Subject: Re: Soft error on disk write corrupted drive
To: Brian Buhrow <buhrow@lothlorien.nfbcal.org>
From: Steven M. Bellovin <smb@cs.columbia.edu>
List: port-i386
Date: 08/30/2007 11:53:19
On Thu, 30 Aug 2007 08:42:32 -0700
buhrow@lothlorien.nfbcal.org (Brian Buhrow) wrote:

> 	Hello.  Having said all that, I'm inclined to agree with
> Giles that the most likely culprit is the disk itself.  I've seen
> errors following this code path in NetBSD for a number of years, and
> in a variety of situations, and if the error was corrected, the data
> always got to the right sectors. The NetBSD code, and most other OS's
> that I've worked with, simply requeues the write request, and tries
> again, possibly after a hardware reset command.  In this case, it
> sounds like the drive is taking the second pass, reporting success,
> and actually not doing what it promised.

Raw records.
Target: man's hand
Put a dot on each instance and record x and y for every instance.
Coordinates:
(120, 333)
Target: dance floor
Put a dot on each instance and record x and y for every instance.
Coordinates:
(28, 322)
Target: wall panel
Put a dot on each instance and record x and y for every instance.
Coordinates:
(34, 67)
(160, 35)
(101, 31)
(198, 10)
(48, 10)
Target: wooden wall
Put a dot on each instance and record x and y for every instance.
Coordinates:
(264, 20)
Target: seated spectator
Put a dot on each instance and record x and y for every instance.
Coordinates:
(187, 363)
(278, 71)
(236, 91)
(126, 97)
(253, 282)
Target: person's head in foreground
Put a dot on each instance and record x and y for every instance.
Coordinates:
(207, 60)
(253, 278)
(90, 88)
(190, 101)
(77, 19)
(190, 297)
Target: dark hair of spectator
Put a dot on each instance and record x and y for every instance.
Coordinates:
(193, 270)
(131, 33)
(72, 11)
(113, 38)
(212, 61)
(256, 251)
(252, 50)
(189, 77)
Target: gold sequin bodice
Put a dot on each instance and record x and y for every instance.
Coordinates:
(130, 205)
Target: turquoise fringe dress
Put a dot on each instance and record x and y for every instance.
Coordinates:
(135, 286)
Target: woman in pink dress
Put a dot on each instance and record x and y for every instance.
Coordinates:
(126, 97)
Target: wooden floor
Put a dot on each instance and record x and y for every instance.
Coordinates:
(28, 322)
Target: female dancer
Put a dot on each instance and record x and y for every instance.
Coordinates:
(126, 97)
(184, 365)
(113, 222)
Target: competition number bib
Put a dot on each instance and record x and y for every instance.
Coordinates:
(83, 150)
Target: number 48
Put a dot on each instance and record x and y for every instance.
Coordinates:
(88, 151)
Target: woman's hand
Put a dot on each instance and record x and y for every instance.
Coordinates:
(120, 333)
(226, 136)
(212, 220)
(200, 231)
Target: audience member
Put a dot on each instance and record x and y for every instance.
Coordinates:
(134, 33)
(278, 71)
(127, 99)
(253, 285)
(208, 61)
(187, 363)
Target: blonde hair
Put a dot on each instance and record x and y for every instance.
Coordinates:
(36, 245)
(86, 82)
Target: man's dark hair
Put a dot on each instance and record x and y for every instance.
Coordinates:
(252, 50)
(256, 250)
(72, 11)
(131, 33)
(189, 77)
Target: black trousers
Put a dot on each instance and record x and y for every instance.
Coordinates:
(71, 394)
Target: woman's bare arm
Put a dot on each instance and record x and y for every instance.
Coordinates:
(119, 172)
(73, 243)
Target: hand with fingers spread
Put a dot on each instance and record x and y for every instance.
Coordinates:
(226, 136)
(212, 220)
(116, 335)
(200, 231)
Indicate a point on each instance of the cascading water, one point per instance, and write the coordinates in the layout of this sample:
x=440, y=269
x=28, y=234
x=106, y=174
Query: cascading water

Direction. Could you continue the mailing-list reply about the soft error on disk write from the point where it stops?

Result of the exercise.
What are the block numbers where the data was actually written?  Is
there any obvious relationship between the relative block number on the
intended partition versus the relative block number on some other
partition?  For that matter, the error message reported the problem on
the first block of a multi-block write, with the low order 2 bits of
the block number zero.  Does that hold true for the actual block
written, relative to some other partition?  (It is *not* true for the
disk itself, per the error message.)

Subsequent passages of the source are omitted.